§ Exercise prompt
Reply with exactly the lines from the one that contains "of the marble" through the last line of the records below, and with no other lines.

*** Source information

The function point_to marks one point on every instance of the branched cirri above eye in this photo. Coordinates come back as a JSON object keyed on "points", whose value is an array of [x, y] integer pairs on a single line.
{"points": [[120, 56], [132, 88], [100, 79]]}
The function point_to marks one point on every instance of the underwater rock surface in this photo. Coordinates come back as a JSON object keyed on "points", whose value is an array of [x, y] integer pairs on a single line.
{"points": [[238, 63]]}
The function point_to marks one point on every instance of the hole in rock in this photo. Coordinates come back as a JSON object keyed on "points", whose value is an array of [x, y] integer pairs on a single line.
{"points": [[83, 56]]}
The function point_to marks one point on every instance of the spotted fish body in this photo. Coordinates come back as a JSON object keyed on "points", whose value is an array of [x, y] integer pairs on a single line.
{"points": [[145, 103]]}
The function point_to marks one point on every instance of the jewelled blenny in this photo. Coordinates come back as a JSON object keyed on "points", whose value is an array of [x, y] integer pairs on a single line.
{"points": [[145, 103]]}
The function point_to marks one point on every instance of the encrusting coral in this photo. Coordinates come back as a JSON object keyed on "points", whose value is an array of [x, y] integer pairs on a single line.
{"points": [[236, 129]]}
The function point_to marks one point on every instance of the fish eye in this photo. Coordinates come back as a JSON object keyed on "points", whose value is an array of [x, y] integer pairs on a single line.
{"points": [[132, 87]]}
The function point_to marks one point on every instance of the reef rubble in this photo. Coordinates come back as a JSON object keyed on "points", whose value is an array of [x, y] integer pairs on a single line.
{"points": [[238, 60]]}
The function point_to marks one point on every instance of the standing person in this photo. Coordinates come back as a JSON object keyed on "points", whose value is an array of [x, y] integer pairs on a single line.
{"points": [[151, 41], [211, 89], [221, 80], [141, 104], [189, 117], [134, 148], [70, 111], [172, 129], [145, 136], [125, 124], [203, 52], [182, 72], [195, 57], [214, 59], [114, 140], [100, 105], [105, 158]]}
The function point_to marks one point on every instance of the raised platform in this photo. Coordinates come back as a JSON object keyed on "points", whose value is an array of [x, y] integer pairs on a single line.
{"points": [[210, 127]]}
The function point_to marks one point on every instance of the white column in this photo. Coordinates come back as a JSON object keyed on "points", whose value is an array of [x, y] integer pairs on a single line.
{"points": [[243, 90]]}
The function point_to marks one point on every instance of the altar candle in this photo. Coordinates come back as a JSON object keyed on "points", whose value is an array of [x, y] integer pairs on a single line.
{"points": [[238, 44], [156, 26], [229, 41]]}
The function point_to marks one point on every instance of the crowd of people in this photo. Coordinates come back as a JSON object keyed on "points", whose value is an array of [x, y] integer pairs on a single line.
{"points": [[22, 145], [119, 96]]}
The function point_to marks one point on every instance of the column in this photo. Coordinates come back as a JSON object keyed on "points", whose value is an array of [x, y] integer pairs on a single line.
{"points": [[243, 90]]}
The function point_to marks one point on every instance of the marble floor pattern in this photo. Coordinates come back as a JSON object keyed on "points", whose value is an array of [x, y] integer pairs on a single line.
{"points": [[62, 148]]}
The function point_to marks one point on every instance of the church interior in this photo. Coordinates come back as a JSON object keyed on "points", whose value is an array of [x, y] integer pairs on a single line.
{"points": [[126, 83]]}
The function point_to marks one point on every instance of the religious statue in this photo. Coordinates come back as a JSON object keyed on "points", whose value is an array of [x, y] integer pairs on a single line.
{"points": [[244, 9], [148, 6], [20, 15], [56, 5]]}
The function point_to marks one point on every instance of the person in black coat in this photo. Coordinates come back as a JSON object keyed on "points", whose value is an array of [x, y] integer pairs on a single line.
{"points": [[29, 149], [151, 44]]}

******

§ Task response
The function point_to marks one point on every instance of the marble floor pattern in this photo. Coordinates come back as a JSON object keyed on "points", whose value is an array of [x, y] integer pairs on a single line.
{"points": [[62, 148]]}
The function point_to marks one point on every instance of the church interior in this photo. Coordinates come back as a JSON object keyed on "points", whose value is an array of [x, y] integer pairs on a single line.
{"points": [[126, 83]]}
The function point_to marks one point on every instance of the religious statue in this photo. Coordinates come back as a JSON object keyed on "points", whose value is an array of [x, y] integer pairs on a single line.
{"points": [[244, 9], [148, 6], [20, 15], [56, 5]]}
The function point_to marks one point on every instance of the person in black coat in this photo. Coordinates come back as a JSON object keyed on "points", whose value is an array of [x, y] integer pairs on a single line.
{"points": [[29, 149], [151, 44]]}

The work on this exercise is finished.